Australian labour market – mixed signals – but subdued overall

Today the Australian Bureau of Statistics (ABS) released the Labour Force data for February 2011 which sends mixed signals. Overall, my interpretation of the data is that the labour market is fairly subdued at present. Today’s data shows that employment growth was negative (but there is probably some flood impact in that figure). Participation fell which took the pressure off unemployment so the unemployment rate was steady. The positive news is that full-time employment growth was stronger and total hours worked rose in February (leading to a modest decline in underemployment). While some of the parrots in the bank economist ranks are already predicting an interest rate rise to combat some “imaginary” inflation threat, today’s data would not support a change in monetary policy in the coming months. The related data (sharp drop in housing finance) reinforces the view that there is no inflation threat building. The data tells me that exactly the opposite is the case. There is still plenty of slack in the Australian labour market and employment growth is doing nothing to mop it up. Its not my opinion – just take a look at the data! The signals are mixed today but you will not see me smiling!

The summary ABS Labour Force (seasonally adjusted) estimates for February 2011 are:

  • Employment decreased – 10,100 (-0.1 per cent) with the net gains in full-time employment of 47,600 being more than offset by the losses in part-time employment of 57,700.
  • Unemployment decreased 500 to 604,800.
  • The official unemployment rate was static at 5.0 per cent.
  • The participation rate declined by 0.1 percentage points to 65.7 per cent which indicates that hidden unemployment has risen a little.
  • Aggregate monthly hours worked increased 17.9 million hours (1.1 per cent) – due to the substitution of full-time for part-time work.
  • The quarterly labour underutilisation estimates for February show that underemployment eased from 7.1 per cent to 6.9 per cent as a result of the growth in full-time employment. Total labour underutilisation (computed by the ABS as the sum of underemployment and unemployment) was estimated to be 11.9 per cent.

So the summary tells us that employment growth was negative but perhaps affected by the severe floods in December and January but full-time employment growth was positive and total hours worked rose. The static unemployment rate was courtesy of a fall in the participation rate attenuating the impact of the decline in employment.

Overall, today’s data release is not good news and tells us that the Australian economy is not growing as strongly as many thought it would.

Aim of the task: Reproduce everything in the Australian labour market article from "The summary ABS" down to "5.0 per cent.", substituting "fell" for "decreased".

Dataset extract:

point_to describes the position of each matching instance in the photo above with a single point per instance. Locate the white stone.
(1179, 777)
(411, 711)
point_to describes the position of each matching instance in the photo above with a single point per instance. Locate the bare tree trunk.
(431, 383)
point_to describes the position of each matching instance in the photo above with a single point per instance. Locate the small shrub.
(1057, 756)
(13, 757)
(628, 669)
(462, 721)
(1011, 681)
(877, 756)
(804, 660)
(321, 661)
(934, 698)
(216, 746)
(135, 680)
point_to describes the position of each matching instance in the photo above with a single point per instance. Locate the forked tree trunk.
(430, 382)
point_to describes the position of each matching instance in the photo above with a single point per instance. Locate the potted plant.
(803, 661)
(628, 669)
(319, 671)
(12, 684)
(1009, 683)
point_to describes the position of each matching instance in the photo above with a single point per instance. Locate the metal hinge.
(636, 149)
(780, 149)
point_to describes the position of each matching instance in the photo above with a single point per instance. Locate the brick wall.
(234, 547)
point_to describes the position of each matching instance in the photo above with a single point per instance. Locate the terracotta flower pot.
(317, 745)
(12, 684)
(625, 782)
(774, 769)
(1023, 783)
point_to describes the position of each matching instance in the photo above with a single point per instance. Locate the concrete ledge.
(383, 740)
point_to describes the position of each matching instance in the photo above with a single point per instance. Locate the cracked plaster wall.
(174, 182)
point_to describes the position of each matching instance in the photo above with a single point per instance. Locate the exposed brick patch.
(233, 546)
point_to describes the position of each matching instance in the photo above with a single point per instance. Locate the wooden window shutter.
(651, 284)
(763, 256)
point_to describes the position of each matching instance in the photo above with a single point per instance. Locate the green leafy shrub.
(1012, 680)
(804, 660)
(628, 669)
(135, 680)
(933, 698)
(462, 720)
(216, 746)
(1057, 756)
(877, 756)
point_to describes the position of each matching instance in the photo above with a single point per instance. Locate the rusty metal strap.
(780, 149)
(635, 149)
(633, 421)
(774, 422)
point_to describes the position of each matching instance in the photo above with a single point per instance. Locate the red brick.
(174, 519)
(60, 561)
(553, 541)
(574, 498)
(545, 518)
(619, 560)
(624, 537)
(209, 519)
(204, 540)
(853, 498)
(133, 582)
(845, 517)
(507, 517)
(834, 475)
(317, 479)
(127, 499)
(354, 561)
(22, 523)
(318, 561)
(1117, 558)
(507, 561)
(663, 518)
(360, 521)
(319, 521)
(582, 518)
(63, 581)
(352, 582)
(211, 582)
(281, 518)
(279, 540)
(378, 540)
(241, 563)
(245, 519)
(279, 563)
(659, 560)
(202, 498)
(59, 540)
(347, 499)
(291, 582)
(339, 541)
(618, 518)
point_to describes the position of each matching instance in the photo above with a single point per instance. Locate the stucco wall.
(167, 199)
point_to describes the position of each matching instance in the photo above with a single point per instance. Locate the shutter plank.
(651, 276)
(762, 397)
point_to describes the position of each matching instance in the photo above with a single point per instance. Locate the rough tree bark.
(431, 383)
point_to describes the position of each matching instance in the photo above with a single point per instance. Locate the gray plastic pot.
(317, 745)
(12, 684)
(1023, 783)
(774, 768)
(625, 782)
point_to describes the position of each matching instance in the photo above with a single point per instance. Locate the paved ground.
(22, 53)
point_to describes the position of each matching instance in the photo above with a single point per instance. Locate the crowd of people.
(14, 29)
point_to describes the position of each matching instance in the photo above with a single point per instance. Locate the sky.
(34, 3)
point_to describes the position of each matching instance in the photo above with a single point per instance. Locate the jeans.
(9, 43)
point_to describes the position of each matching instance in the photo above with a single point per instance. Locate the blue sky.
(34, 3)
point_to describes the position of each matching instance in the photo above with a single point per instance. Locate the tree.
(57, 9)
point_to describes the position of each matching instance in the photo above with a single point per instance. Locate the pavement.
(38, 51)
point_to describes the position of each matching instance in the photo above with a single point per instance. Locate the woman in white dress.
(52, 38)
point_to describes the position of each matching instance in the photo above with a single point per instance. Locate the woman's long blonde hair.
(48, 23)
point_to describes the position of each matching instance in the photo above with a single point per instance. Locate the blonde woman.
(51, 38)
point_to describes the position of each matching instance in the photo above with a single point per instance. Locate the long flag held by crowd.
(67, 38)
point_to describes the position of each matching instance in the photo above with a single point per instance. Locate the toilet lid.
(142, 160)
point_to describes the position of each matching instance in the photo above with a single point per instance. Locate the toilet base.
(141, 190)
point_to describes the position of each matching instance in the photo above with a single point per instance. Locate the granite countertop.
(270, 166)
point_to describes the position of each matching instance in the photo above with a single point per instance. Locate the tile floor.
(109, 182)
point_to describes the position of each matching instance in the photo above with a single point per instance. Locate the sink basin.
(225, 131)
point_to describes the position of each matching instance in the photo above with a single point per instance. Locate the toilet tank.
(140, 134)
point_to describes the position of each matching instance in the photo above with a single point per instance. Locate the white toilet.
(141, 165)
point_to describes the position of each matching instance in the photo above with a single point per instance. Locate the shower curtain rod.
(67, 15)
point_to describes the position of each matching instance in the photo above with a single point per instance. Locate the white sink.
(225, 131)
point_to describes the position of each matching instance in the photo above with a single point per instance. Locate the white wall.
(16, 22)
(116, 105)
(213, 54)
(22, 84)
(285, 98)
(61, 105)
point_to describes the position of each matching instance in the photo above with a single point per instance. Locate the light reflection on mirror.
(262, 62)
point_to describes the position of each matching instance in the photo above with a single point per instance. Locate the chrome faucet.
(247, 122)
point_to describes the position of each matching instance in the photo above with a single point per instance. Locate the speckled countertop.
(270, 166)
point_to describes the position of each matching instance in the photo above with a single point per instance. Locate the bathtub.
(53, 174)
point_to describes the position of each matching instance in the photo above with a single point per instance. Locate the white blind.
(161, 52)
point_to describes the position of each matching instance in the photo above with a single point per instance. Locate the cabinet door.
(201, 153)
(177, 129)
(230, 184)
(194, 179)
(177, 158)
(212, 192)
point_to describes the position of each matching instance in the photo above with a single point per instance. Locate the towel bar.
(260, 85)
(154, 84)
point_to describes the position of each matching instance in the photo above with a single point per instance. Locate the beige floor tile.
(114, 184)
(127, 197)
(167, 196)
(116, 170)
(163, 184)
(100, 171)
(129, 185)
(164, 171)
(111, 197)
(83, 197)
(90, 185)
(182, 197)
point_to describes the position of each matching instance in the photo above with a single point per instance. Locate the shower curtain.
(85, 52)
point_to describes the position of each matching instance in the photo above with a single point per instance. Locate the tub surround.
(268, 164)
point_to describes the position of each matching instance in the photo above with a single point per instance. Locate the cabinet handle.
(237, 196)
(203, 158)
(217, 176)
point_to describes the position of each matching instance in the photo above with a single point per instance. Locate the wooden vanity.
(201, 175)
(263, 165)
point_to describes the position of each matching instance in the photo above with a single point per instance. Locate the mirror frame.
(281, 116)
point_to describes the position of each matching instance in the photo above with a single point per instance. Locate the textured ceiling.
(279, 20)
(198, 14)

In response:
The summary ABS Labour Force (seasonally adjusted) estimates for February 2011 are:

  • Employment fell – 10,100 (-0.1 per cent) with the net gains in full-time employment of 47,600 being more than offset by the losses in part-time employment of 57,700.
  • Unemployment fell 500 to 604,800.
  • The official unemployment rate was static at 5.0 per cent.